# Written instruction:
Copy the records below from the line with "I need to know—whereabouts is the calm water?" up to and including the line with "[231,201,282,276]", keeping every request as it stands. In the answers, multiply each bounding-box coordinate by 2 and round to a whole number, with halves rounded up.

# Input records:
============
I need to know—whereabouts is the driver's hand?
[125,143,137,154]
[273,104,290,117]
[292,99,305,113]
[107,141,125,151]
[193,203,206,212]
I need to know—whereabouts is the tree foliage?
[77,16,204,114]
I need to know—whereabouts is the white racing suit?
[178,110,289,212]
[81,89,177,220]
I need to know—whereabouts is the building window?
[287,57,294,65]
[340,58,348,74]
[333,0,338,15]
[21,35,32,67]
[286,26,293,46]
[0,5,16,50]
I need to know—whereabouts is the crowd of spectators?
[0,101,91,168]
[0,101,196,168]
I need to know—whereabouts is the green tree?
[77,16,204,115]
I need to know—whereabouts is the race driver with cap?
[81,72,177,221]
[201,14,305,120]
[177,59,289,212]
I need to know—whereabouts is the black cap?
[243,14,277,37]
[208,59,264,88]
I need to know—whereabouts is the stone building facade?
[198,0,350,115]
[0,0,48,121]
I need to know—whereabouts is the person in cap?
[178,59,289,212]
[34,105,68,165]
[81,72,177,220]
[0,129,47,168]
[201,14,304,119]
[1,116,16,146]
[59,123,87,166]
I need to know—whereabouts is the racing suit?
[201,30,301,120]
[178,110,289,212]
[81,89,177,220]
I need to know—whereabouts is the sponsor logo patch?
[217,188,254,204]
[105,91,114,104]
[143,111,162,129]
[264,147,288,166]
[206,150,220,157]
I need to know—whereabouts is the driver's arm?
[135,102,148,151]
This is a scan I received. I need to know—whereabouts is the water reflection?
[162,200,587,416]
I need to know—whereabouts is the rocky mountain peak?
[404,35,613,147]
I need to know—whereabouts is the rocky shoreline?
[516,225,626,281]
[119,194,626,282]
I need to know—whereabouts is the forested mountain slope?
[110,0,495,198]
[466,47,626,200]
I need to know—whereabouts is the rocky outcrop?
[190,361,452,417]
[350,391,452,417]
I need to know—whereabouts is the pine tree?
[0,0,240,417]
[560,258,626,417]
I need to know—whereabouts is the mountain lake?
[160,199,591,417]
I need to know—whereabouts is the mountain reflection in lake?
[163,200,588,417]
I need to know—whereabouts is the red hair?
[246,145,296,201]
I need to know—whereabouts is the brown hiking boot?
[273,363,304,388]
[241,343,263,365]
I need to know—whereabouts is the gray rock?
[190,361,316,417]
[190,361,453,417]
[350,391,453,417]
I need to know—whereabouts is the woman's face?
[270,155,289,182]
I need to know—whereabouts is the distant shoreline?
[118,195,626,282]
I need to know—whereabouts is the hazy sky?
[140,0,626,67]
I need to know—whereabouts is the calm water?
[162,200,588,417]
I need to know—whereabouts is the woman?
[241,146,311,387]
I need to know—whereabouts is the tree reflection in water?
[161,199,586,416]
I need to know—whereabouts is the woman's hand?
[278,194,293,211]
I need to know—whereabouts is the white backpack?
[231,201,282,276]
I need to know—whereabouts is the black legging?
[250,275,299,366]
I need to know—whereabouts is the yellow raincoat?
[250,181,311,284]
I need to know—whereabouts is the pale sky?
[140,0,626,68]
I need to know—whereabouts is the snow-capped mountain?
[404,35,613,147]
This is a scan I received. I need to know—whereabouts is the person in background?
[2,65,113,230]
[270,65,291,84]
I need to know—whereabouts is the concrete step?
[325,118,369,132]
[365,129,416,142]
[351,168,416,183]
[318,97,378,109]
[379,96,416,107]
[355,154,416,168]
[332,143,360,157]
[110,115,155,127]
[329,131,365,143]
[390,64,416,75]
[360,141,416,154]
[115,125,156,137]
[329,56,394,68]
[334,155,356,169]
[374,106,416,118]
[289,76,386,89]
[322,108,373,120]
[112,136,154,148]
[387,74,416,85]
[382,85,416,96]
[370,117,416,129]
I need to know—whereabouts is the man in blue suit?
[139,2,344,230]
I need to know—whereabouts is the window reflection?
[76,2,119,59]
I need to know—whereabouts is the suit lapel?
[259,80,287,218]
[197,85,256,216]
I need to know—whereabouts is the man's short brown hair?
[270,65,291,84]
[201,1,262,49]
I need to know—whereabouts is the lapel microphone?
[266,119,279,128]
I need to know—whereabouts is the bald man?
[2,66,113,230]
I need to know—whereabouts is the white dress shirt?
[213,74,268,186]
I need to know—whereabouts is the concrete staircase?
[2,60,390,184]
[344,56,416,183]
============
# Answer below:
I need to know—whereabouts is the calm water?
[324,400,1176,834]
I need to know—whereabouts is the woman?
[482,292,622,774]
I need to know—whereabouts is the tree reflection in water?
[322,398,1172,832]
I need to know—whereabouts is the woman's hand?
[556,388,586,422]
I need to know—whereabouts is the white backpack?
[462,402,564,552]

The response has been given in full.